### Data excerpts
###

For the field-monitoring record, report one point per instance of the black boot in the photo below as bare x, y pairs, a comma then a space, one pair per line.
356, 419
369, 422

###

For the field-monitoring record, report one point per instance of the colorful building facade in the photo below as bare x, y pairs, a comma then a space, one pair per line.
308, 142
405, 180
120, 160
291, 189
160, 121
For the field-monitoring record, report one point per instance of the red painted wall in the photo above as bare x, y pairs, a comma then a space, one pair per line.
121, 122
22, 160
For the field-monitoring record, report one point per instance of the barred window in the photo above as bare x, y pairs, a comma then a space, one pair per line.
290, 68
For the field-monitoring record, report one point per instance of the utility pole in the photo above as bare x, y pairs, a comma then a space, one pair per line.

###

Retype exactly the span of lines from the one with "of the colorful" through the one with "of the utility"; include both ends and omit the rest of the material.

For the field-monitoring record, report one point per instance of the colorful building facade in the photo below as bare x, y pairs, a comma then a space, one pair per line.
308, 142
405, 180
120, 160
291, 189
160, 121
For the field-monitoring record, report one point per instance of the red painted wall in the photo above as bare x, y pairs, a comma then a space, one pair per line.
121, 122
22, 160
For the field-monitoring record, report one point per instance of the barred window in the photo above as bare x, y pairs, a comma then a space, one pair per line.
290, 68
For the field-monitoring record, report one point per instance of the utility pole in the photo above as bare x, y pairs, a comma then a space, one pair per line.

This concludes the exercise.